Estratto della pagina

..............................

Il padre di Fabrizio Barca, Luciano, è stato responsabile economico del PCI, e lui è stesso è stato membro di quella fucina di classe dirigente che è stata la Federazione dei Giovani Comunisti Italiani. Più ancora che sulla sua collocazione politica, tuttavia, vorrei soffermarmi su tre punti. Il primo riguarda proprio la necessità di riempire di contenuto l’espressione continuamente ripetuta, “classe dirigente”, nel contesto della storia dello sviluppo e dell’impresa in Italia. Un profondo conoscitore della società e dell’impresa italiana, Giulio Sapelli, ha pubblicato un pamphlet critico sul governo dei professori (si può leggere per intero su Linkiesta), in cui se la prende contro la “crudeltà istituzionale” del governo e scrive:

I professori italiani, come quelli europei e di tutto il mondo, vivono nell’iperuranio dell’astrattezza, in primo luogo gli economisti che troppo spesso sono solo professori e non intellettuali, con conseguenze ancor più umanamente devastanti: concepiscono i soggetti umani come cavie e non come persone.

..............................

[Voci di dati salvate]
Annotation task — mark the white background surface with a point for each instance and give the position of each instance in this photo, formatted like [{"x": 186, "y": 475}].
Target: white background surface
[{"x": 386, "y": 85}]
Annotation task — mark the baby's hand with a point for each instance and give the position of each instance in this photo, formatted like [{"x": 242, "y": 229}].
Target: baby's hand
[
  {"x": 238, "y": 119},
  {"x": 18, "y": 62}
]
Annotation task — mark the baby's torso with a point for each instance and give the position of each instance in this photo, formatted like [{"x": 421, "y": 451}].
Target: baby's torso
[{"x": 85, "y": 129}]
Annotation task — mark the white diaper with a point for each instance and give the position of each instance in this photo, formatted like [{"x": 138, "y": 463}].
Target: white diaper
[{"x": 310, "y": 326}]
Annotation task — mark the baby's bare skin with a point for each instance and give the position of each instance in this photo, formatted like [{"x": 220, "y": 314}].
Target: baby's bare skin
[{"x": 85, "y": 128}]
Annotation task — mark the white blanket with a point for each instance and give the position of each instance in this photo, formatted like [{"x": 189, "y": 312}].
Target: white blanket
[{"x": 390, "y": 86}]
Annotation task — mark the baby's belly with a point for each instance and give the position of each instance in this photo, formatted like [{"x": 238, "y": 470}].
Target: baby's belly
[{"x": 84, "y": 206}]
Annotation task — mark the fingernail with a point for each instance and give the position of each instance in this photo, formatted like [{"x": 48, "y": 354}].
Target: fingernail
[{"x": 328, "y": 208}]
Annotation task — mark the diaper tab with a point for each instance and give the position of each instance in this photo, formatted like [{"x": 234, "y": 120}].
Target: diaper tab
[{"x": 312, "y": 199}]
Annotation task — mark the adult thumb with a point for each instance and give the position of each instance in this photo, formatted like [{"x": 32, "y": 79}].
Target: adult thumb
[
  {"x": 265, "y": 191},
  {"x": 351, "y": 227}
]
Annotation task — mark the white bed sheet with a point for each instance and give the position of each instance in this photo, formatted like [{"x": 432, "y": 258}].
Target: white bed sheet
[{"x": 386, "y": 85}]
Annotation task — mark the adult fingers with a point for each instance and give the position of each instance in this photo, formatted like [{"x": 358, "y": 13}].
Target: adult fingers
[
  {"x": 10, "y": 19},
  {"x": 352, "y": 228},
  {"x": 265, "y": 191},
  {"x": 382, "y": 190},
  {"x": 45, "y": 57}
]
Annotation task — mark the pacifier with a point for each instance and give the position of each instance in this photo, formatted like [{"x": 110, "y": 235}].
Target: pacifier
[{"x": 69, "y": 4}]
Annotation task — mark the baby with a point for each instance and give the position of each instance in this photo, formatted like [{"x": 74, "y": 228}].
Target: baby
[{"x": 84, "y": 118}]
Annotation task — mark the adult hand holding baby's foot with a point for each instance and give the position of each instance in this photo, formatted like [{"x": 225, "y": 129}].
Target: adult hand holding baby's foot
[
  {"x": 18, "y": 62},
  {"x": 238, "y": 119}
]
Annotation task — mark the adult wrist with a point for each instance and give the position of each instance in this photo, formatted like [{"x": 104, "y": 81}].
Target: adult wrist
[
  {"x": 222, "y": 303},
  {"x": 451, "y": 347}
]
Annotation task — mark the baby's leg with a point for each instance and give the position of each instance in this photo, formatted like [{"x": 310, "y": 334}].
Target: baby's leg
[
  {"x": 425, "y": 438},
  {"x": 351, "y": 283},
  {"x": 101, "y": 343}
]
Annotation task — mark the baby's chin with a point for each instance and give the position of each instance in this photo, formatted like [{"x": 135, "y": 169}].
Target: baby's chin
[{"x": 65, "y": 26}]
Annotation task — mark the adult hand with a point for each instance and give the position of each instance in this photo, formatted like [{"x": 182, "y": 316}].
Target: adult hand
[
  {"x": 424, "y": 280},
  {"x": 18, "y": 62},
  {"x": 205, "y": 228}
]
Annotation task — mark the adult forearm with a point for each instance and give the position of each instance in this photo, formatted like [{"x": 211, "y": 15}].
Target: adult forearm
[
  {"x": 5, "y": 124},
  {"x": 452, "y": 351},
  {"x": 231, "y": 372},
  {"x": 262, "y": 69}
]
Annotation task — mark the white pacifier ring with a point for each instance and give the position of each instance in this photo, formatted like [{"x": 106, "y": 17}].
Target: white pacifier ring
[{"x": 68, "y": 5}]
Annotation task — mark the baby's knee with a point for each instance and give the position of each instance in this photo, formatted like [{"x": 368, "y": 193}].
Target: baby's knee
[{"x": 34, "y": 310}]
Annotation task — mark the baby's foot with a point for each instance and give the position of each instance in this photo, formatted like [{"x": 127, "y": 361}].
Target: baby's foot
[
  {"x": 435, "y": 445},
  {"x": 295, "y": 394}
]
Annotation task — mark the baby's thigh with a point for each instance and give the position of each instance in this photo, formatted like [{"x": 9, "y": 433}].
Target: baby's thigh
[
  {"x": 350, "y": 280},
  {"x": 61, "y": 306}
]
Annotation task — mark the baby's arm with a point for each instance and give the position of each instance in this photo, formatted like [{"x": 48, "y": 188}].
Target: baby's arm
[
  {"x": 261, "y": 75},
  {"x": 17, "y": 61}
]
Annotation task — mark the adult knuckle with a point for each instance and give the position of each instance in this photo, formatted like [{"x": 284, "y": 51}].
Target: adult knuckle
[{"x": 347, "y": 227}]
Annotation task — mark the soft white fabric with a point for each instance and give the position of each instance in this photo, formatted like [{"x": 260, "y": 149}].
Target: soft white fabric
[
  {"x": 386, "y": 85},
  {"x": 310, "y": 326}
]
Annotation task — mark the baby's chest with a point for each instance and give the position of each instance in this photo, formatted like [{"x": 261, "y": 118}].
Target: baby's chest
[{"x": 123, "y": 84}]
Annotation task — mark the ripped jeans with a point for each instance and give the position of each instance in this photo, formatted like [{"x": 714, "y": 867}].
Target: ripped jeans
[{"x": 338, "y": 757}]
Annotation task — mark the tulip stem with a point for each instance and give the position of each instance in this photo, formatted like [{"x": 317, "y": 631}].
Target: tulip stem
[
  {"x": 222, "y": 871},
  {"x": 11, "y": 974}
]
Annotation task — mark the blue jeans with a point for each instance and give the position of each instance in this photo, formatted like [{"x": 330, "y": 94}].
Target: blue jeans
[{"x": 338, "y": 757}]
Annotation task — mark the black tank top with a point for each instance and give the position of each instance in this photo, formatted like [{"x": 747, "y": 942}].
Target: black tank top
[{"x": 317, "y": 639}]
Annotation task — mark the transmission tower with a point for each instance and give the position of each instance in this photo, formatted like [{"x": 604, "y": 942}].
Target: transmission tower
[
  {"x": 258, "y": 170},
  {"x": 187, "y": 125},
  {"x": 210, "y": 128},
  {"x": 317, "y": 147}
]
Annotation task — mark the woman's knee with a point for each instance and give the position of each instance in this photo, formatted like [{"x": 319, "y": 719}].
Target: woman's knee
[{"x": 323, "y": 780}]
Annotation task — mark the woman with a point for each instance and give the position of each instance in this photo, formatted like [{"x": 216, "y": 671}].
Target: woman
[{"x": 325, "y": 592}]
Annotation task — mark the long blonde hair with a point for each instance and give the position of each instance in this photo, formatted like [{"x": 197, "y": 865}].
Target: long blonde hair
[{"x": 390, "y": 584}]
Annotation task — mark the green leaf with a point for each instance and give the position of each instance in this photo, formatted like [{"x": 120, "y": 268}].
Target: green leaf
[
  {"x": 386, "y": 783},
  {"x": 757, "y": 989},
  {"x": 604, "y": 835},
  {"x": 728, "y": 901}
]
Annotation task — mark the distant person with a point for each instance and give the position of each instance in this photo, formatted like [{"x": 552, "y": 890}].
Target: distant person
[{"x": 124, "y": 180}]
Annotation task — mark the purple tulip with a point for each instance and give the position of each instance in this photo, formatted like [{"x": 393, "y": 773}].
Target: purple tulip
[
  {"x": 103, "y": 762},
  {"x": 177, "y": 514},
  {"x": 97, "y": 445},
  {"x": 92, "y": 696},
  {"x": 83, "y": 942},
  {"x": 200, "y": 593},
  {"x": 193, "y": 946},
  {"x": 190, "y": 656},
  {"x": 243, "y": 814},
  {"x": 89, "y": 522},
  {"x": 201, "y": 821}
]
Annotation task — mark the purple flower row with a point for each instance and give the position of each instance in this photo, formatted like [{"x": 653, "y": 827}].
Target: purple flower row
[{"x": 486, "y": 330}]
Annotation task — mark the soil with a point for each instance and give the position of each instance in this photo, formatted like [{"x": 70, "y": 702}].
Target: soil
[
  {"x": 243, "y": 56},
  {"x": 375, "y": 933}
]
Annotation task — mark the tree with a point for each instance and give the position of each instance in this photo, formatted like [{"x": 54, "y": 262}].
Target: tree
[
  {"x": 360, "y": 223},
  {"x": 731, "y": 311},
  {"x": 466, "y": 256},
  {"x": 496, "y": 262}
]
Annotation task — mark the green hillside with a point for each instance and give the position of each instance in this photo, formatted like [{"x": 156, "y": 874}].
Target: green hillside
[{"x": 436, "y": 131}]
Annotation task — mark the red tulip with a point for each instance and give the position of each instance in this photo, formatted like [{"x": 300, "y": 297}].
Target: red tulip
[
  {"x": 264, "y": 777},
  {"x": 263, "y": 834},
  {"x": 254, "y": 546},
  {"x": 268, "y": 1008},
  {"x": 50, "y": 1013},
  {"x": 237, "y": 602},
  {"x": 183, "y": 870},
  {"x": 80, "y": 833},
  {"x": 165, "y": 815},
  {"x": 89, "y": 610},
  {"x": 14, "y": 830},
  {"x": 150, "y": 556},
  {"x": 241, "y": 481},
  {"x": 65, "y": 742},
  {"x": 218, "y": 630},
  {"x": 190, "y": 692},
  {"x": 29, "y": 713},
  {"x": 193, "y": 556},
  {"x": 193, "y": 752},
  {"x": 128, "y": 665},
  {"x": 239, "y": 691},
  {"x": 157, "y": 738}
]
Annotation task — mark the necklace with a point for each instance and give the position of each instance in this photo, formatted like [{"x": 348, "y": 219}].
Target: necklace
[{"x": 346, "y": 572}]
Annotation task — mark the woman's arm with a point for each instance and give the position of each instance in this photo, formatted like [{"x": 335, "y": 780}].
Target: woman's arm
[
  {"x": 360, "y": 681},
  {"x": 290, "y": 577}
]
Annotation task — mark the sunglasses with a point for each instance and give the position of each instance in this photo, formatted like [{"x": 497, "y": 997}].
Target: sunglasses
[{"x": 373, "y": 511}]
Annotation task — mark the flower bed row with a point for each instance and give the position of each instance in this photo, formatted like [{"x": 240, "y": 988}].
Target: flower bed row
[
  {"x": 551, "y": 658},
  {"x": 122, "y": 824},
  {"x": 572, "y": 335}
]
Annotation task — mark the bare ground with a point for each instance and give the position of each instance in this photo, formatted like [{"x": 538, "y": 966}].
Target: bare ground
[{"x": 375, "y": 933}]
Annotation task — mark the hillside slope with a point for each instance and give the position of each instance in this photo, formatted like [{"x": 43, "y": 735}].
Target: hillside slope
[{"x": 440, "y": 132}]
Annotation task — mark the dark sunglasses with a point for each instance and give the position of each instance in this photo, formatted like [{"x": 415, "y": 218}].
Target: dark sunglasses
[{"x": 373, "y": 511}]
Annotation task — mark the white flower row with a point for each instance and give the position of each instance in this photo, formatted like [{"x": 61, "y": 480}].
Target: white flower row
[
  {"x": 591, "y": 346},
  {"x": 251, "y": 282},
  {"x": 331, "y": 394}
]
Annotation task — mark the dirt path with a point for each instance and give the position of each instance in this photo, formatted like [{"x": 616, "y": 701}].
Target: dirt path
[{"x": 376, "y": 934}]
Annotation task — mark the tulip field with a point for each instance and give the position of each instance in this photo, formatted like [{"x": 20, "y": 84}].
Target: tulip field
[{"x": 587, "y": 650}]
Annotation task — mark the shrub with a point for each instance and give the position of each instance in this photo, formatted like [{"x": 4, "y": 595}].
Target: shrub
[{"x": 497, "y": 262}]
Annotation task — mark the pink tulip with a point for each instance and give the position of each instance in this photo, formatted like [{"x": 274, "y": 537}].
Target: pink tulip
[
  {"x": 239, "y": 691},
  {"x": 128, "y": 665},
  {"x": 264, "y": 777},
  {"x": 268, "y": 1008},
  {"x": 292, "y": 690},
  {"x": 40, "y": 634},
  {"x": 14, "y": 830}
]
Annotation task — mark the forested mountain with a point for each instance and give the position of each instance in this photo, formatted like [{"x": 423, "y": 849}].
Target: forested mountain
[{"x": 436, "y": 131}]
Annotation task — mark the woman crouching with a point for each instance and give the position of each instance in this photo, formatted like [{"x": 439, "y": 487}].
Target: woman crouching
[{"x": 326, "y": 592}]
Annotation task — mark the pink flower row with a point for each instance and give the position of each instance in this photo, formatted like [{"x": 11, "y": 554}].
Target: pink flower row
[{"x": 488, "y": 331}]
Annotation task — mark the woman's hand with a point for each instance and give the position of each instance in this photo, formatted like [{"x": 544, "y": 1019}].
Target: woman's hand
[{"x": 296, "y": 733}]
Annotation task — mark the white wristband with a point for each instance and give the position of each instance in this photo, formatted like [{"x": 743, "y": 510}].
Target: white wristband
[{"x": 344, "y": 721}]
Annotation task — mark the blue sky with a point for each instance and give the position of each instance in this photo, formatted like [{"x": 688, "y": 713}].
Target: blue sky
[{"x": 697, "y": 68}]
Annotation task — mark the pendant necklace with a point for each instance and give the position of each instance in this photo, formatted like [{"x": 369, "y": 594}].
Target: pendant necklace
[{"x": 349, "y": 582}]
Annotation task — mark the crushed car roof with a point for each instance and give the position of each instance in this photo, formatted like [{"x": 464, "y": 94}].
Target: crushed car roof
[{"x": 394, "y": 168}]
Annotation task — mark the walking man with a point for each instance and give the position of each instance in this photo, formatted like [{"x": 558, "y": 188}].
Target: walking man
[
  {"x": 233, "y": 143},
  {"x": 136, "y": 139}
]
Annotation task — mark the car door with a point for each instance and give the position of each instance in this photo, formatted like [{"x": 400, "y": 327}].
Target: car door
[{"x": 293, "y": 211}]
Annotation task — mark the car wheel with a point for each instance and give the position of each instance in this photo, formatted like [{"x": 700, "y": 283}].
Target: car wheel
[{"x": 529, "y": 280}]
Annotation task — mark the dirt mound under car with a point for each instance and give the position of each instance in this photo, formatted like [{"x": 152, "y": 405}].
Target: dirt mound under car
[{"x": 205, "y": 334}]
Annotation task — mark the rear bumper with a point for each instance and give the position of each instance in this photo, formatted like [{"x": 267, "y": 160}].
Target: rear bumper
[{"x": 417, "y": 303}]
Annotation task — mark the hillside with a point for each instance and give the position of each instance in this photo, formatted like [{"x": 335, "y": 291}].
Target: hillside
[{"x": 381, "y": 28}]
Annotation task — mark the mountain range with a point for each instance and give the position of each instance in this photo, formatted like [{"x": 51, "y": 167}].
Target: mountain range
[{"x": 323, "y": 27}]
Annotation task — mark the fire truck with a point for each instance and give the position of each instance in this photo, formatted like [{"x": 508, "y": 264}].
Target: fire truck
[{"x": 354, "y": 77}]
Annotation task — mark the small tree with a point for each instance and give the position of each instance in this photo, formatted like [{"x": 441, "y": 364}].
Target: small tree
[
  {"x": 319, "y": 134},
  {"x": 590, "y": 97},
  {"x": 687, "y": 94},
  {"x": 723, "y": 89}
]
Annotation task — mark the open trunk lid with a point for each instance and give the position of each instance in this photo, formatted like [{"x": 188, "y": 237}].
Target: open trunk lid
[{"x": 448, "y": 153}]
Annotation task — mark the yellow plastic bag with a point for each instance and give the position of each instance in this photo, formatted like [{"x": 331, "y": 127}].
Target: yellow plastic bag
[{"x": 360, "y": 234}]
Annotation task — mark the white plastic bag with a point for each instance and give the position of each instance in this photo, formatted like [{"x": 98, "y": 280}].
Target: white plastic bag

..............................

Cosa serve
Secondo l'estratto della pagina, dove si può leggere per intero il pamphlet di Giulio Sapelli? Rispondi in poche parole, per favore.

Risposta al compito
Su Linkiesta.